• WORK TO BE COMPLETED:
Can you continue the project summary on recycling phosphorus with microalgae from the point where it stops?
─── SUPPLIED TEXT
Phosphorus (P) is a finite non-renewable resource, a major nutrient for plants, and a foundation of modern agriculture. Nevertheless, the efficiency of P usage today hardly reaches 20% with the rest ending in wastewater or carried away by runoff from fields to rivers and to the oceans. In this project, we will investigate the potential to close the cycle from waste back to agriculture by exploiting the capability of microalgae to accumulate large P quantities. This potential of algae for a ‘luxury P uptake’ will be combined with the benefit of delayed release of P from the algal biomass applied as a fertilizer to soil. To achieve our goal, we shall a) systematically investigate the capability of microalgal strains of the species Chlorella vulgaris to sequester P from wastewater effluent, b) study how P in algae-derived, P-rich fertilizer deploys to the soil and is taken up by plants, comparing the efficiency with traditional fertilizers, c) discover the molecular mechanisms underlying luxury P uptake and storage in algae and d) develop mathematical models providing a theoretical framework in which to interpret our experimental findings, to derive a systemic understanding of the P cycle, and to develop future strategies to optimize the results obtained during the lifetime of our project.
──────
─── RECORDED DATA
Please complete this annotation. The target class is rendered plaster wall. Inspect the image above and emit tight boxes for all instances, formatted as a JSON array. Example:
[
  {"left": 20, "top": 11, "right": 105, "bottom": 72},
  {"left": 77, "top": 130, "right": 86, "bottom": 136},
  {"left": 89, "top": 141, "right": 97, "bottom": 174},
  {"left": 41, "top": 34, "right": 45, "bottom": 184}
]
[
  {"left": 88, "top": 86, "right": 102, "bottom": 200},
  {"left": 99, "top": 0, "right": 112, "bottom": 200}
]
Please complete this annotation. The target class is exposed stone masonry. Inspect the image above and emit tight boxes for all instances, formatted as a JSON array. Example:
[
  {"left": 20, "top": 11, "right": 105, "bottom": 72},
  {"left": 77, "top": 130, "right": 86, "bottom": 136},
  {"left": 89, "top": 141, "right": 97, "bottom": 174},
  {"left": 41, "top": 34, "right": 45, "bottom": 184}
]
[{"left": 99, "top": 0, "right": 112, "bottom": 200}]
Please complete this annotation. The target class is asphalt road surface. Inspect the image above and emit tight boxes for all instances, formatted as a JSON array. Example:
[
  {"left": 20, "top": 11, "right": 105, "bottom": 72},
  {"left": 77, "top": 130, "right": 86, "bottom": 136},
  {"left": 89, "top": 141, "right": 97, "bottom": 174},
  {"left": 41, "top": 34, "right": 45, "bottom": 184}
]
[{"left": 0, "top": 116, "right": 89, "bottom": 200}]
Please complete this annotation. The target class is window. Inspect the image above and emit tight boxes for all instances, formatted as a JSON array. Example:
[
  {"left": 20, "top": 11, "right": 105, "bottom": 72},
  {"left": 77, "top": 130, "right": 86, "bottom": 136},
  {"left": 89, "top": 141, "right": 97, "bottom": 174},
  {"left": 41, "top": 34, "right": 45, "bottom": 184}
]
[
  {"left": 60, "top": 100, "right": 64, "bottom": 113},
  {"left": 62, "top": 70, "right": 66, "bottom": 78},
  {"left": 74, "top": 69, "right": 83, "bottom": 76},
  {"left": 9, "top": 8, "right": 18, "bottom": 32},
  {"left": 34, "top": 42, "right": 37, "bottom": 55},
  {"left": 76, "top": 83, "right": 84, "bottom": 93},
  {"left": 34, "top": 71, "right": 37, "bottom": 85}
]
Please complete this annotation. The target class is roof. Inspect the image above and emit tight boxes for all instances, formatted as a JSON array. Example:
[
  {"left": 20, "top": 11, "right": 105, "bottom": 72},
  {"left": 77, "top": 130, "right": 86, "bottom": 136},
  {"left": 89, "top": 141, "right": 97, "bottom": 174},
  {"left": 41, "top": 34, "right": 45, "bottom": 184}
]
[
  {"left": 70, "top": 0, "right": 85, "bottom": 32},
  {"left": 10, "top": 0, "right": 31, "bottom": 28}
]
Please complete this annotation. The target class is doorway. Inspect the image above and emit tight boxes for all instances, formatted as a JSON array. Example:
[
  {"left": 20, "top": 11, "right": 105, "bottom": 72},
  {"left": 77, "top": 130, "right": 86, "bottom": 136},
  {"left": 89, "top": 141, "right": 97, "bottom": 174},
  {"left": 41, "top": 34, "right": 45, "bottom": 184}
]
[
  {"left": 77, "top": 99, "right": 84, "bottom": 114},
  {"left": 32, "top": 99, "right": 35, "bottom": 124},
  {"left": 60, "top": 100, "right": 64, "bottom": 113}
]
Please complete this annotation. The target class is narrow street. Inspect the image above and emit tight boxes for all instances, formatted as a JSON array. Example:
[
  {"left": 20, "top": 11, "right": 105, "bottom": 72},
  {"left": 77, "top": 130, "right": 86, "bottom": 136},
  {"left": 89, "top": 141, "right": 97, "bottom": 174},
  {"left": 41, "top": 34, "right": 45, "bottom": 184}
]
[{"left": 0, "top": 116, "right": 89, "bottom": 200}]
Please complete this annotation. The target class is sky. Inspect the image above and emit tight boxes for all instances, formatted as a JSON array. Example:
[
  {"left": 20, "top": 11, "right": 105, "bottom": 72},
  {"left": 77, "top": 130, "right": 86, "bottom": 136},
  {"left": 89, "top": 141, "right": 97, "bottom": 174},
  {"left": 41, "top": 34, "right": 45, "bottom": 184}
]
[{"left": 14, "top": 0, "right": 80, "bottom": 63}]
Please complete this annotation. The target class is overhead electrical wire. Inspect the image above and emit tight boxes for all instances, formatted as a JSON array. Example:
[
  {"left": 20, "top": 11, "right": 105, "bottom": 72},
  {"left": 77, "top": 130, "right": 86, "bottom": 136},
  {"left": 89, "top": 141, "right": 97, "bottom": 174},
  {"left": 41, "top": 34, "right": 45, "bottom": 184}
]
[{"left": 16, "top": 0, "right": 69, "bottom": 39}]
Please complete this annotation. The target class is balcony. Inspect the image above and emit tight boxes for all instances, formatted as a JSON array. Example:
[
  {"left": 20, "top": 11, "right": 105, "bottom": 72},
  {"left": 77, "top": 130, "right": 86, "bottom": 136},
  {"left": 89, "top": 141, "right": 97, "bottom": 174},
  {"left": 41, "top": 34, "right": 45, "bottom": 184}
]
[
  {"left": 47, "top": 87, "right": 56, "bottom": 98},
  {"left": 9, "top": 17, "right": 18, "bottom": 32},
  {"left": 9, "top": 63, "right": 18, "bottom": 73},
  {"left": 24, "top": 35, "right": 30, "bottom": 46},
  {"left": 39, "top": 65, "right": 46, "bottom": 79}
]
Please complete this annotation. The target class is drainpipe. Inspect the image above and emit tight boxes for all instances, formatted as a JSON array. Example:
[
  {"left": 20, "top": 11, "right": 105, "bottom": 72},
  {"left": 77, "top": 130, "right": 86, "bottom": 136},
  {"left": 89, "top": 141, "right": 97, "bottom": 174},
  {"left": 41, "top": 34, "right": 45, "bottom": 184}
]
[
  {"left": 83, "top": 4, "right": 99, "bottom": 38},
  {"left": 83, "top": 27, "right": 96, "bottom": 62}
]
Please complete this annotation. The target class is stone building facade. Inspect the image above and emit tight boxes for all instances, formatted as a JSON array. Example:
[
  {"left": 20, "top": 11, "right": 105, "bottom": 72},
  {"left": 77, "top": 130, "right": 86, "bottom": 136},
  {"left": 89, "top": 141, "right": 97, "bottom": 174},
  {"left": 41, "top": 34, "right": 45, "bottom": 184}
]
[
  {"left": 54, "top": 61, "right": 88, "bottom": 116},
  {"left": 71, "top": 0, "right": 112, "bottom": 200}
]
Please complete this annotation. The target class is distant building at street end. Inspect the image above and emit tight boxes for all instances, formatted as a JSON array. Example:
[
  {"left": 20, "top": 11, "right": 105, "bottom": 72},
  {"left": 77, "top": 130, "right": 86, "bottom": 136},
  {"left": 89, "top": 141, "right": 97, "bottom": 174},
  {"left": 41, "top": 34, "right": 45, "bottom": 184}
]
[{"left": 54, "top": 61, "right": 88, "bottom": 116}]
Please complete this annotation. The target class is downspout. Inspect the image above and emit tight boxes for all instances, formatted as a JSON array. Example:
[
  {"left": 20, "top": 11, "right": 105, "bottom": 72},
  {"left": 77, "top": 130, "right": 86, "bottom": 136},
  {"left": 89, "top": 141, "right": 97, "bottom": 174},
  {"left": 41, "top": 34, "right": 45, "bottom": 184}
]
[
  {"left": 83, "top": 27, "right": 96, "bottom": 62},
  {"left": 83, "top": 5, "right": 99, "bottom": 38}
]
──────
• RESULT OF THIS EXERCISE:
Impact on Bioeconomy
A key goal of bioeconomy is the changeover from a fossil-resource economy to a sustainable one, relying on naturally re-growing resources. Our project focuses on phosphorus (P), which is essential for all agriculture and is currently mined from geographically constrained and limited phosphate rock deposits. We aim at using photoautotrophic microalgae for economically viable and environmentally sustainable recycling of P and other nutrients from wastewater effluent to plant fertilizer. In this way, waste will be converted into fertilizer for crop production by an energetically optimized photobioreactor. Our project has the potential to establish a completely novel branch of bioeconomy, focusing on phosphate resource management. Supplementing the already established production of kerosene by microalgae, our project contributes to the economic viability of algal biotechnology. By increasing the energy efficiency of the phosphate extraction process and algal fertilizer production, the CO2 footprint and energy requirements will be significantly reduced, economic viability increased and thus a transition towards a sustainable agriculture not based on limited resources supported. The project will provide a knowledge base for a potential new technology that can significantly reduce the losses of phosphate from wastewater effluent and return it to crop production.
Expected results/ project products
Our project generates synergistic effects enhancing the complementarity of algal biotechnology and agriculture, by using the algal infrastructures for solar-driven recycling of phosphate and other nutrients from wastewater effluent to produce crop fertilizers.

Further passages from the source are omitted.